Written task ▸ Can you copy the records starting with the line containing "tower in this UI." and going on through the line containing "xmin=13 ymin=13 xmax=748 ymax=226", changing "street light" to "lamp post" and leaving everything else the same?
BEGIN Given entries
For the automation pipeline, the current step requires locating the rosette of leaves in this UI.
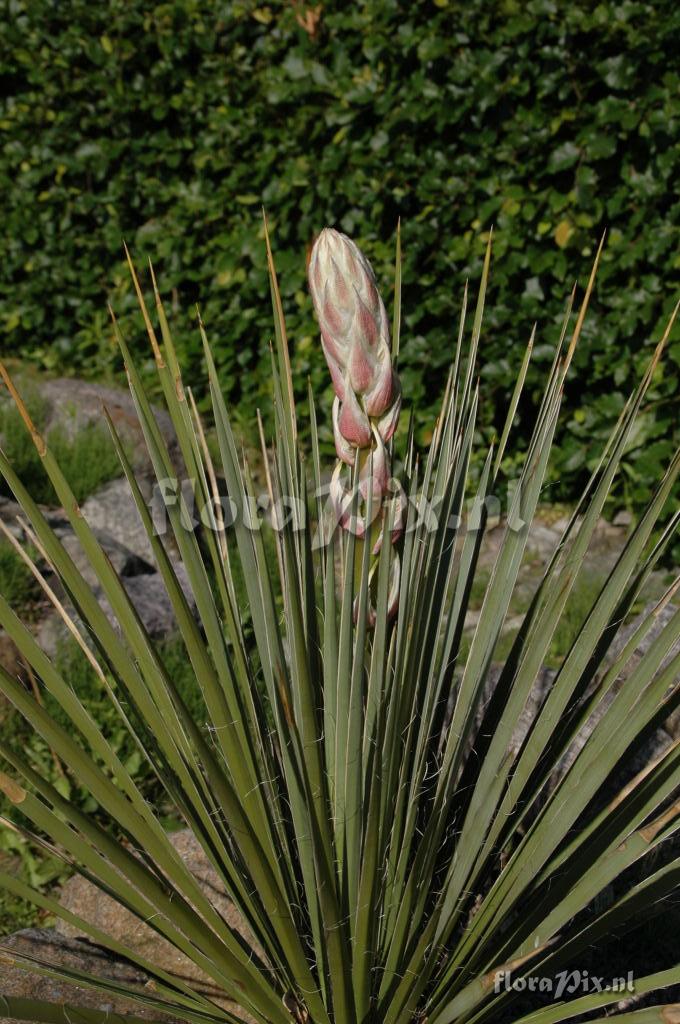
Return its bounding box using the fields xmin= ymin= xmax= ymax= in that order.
xmin=0 ymin=226 xmax=680 ymax=1024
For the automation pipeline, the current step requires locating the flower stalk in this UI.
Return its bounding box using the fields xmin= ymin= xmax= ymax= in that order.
xmin=308 ymin=227 xmax=406 ymax=625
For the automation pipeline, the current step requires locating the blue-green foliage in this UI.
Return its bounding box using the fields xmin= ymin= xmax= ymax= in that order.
xmin=0 ymin=0 xmax=680 ymax=508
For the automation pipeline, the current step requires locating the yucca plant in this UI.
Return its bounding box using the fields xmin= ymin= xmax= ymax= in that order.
xmin=0 ymin=224 xmax=680 ymax=1024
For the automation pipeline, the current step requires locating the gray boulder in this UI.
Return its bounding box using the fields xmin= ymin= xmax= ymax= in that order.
xmin=0 ymin=928 xmax=179 ymax=1024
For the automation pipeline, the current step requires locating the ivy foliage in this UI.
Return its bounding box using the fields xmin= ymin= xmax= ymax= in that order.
xmin=0 ymin=0 xmax=680 ymax=508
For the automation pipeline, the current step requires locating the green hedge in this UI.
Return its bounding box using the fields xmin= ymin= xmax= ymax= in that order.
xmin=0 ymin=0 xmax=680 ymax=508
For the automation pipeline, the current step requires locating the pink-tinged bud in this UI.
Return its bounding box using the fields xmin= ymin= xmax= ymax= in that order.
xmin=338 ymin=388 xmax=371 ymax=447
xmin=358 ymin=427 xmax=389 ymax=504
xmin=308 ymin=227 xmax=390 ymax=397
xmin=308 ymin=228 xmax=407 ymax=626
xmin=333 ymin=395 xmax=356 ymax=466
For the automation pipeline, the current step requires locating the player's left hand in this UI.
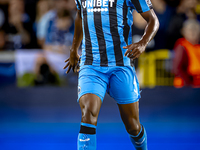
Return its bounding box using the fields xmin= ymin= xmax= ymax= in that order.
xmin=123 ymin=42 xmax=146 ymax=59
xmin=63 ymin=51 xmax=80 ymax=74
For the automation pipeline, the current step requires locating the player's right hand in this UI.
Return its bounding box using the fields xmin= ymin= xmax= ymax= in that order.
xmin=63 ymin=50 xmax=80 ymax=74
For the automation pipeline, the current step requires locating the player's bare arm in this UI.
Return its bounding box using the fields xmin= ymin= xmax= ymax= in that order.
xmin=123 ymin=9 xmax=159 ymax=59
xmin=63 ymin=10 xmax=83 ymax=73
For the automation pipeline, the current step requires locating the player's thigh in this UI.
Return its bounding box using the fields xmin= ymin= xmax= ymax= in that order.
xmin=108 ymin=67 xmax=140 ymax=104
xmin=78 ymin=66 xmax=107 ymax=102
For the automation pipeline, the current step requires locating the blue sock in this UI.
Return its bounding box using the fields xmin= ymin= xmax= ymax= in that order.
xmin=130 ymin=125 xmax=147 ymax=150
xmin=77 ymin=123 xmax=96 ymax=150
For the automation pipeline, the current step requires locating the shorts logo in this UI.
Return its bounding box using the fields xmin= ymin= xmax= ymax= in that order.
xmin=78 ymin=86 xmax=81 ymax=94
xmin=145 ymin=0 xmax=152 ymax=7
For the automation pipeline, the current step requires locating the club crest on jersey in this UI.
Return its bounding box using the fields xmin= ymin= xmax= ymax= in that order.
xmin=145 ymin=0 xmax=152 ymax=7
xmin=82 ymin=0 xmax=115 ymax=12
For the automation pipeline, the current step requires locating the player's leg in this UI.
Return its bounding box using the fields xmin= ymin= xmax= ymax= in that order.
xmin=78 ymin=66 xmax=107 ymax=150
xmin=108 ymin=67 xmax=147 ymax=150
xmin=118 ymin=102 xmax=147 ymax=150
xmin=78 ymin=94 xmax=102 ymax=150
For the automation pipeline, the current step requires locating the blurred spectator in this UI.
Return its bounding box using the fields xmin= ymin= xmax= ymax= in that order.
xmin=173 ymin=19 xmax=200 ymax=87
xmin=5 ymin=0 xmax=35 ymax=49
xmin=151 ymin=0 xmax=175 ymax=50
xmin=166 ymin=0 xmax=197 ymax=49
xmin=0 ymin=9 xmax=5 ymax=28
xmin=0 ymin=29 xmax=6 ymax=51
xmin=37 ymin=0 xmax=76 ymax=47
xmin=36 ymin=0 xmax=56 ymax=48
xmin=44 ymin=0 xmax=74 ymax=54
xmin=34 ymin=54 xmax=59 ymax=86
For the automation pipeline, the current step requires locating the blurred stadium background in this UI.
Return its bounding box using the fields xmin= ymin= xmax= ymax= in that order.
xmin=0 ymin=0 xmax=200 ymax=150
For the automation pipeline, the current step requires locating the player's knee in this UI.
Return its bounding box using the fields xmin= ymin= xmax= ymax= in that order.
xmin=126 ymin=121 xmax=141 ymax=136
xmin=79 ymin=95 xmax=101 ymax=125
xmin=82 ymin=110 xmax=98 ymax=125
xmin=79 ymin=103 xmax=98 ymax=125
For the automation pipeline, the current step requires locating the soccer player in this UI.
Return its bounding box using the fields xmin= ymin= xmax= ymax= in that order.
xmin=64 ymin=0 xmax=159 ymax=150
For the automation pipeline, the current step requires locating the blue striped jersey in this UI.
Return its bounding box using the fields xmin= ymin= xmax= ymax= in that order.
xmin=75 ymin=0 xmax=152 ymax=66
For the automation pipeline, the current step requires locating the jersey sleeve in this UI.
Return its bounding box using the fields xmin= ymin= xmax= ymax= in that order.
xmin=129 ymin=0 xmax=153 ymax=13
xmin=74 ymin=0 xmax=81 ymax=10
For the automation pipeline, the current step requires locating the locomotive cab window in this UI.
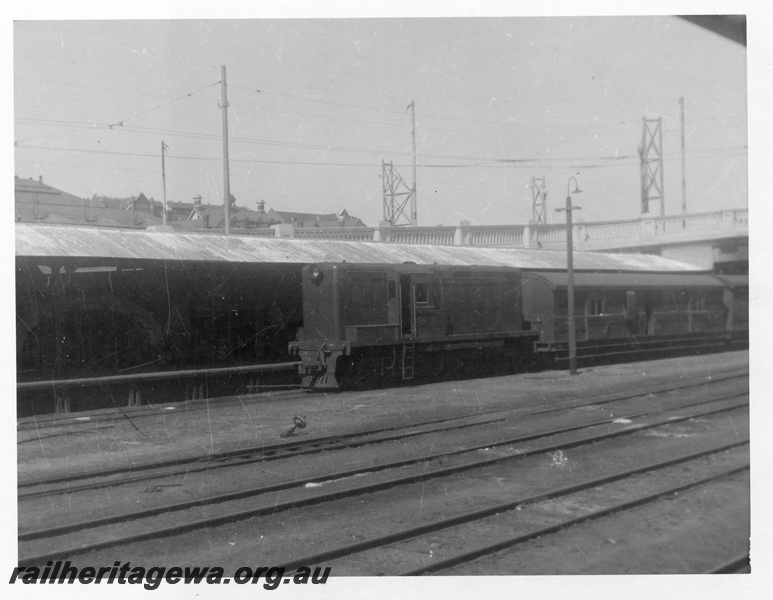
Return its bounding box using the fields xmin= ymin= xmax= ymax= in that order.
xmin=585 ymin=298 xmax=607 ymax=316
xmin=414 ymin=283 xmax=429 ymax=304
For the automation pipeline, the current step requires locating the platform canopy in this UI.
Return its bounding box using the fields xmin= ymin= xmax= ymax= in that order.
xmin=16 ymin=224 xmax=699 ymax=272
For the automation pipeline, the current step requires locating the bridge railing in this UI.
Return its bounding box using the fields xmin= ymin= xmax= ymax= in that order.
xmin=258 ymin=209 xmax=749 ymax=250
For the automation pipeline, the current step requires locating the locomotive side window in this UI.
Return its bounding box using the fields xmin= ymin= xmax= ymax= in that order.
xmin=585 ymin=298 xmax=607 ymax=316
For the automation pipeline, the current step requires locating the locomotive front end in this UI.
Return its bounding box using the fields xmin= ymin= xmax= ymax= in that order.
xmin=289 ymin=264 xmax=351 ymax=389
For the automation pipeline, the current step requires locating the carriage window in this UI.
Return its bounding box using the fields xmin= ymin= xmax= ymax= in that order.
xmin=414 ymin=283 xmax=429 ymax=304
xmin=585 ymin=298 xmax=607 ymax=315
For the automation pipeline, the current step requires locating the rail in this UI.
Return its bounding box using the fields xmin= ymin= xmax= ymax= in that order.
xmin=16 ymin=362 xmax=300 ymax=413
xmin=16 ymin=362 xmax=300 ymax=392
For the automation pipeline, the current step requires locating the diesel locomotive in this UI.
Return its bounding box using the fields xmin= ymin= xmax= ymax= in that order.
xmin=289 ymin=263 xmax=539 ymax=389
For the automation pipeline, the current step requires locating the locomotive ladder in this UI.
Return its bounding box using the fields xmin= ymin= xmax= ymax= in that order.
xmin=403 ymin=344 xmax=415 ymax=379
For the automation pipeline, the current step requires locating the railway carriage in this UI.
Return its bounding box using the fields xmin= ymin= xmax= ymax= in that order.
xmin=522 ymin=271 xmax=748 ymax=358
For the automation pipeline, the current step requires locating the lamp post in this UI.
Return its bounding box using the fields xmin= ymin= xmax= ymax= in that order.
xmin=556 ymin=176 xmax=582 ymax=375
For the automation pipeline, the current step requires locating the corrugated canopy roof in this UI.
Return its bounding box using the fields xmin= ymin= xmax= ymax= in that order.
xmin=16 ymin=224 xmax=697 ymax=272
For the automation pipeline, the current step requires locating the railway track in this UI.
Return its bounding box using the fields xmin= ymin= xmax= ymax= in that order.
xmin=280 ymin=440 xmax=749 ymax=575
xmin=19 ymin=384 xmax=748 ymax=565
xmin=18 ymin=370 xmax=748 ymax=501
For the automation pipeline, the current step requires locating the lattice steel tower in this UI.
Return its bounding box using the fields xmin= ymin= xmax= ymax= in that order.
xmin=381 ymin=160 xmax=413 ymax=227
xmin=639 ymin=117 xmax=666 ymax=217
xmin=531 ymin=177 xmax=548 ymax=225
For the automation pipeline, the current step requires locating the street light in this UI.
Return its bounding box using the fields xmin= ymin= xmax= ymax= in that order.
xmin=556 ymin=175 xmax=582 ymax=375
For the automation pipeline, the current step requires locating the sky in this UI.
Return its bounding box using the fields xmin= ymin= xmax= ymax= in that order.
xmin=13 ymin=13 xmax=748 ymax=226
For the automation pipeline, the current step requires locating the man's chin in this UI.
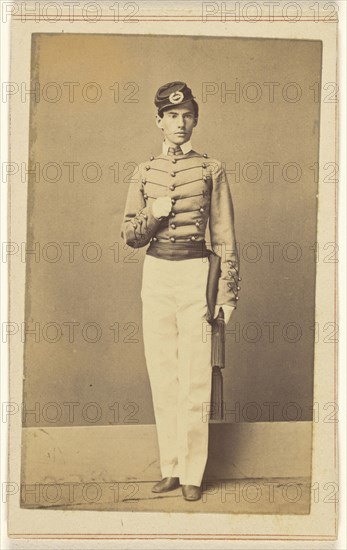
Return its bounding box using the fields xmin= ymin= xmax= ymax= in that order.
xmin=170 ymin=135 xmax=189 ymax=145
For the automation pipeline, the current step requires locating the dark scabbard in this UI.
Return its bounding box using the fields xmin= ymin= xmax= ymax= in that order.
xmin=210 ymin=308 xmax=225 ymax=420
xmin=206 ymin=251 xmax=221 ymax=324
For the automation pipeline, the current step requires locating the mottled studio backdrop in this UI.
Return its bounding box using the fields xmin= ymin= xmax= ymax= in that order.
xmin=24 ymin=34 xmax=329 ymax=426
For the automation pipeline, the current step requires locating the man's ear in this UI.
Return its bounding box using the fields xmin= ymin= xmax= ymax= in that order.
xmin=155 ymin=115 xmax=163 ymax=130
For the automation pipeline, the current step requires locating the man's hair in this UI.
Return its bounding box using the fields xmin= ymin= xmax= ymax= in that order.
xmin=158 ymin=99 xmax=199 ymax=119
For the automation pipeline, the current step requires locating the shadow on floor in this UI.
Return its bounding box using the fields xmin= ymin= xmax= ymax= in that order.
xmin=21 ymin=478 xmax=311 ymax=514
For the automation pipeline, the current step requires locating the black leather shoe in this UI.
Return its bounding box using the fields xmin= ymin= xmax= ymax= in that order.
xmin=182 ymin=485 xmax=201 ymax=500
xmin=152 ymin=477 xmax=180 ymax=493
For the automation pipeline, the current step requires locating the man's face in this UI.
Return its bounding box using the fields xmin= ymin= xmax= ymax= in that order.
xmin=156 ymin=102 xmax=197 ymax=145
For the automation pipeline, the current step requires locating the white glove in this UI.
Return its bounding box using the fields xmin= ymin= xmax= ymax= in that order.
xmin=214 ymin=304 xmax=235 ymax=325
xmin=152 ymin=197 xmax=172 ymax=220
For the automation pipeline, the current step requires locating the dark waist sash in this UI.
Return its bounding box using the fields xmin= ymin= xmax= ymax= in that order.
xmin=147 ymin=240 xmax=211 ymax=260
END Given entries
The reply ▸
For the automation pipeline, the current step requires locating the lattice steel tower in this UI.
Return its bounding box using the fields xmin= ymin= xmax= ymax= in that order.
xmin=381 ymin=160 xmax=413 ymax=227
xmin=639 ymin=117 xmax=666 ymax=217
xmin=531 ymin=177 xmax=548 ymax=225
For the automation pipeline, the current step requires locating the lamp post in this UI.
Return its bounding box using the fields xmin= ymin= xmax= ymax= in that order.
xmin=556 ymin=175 xmax=582 ymax=375
For the automation pipeline, the current step requires locating the sky in this UI.
Return its bounding box using the fields xmin= ymin= xmax= ymax= in that order.
xmin=13 ymin=13 xmax=748 ymax=226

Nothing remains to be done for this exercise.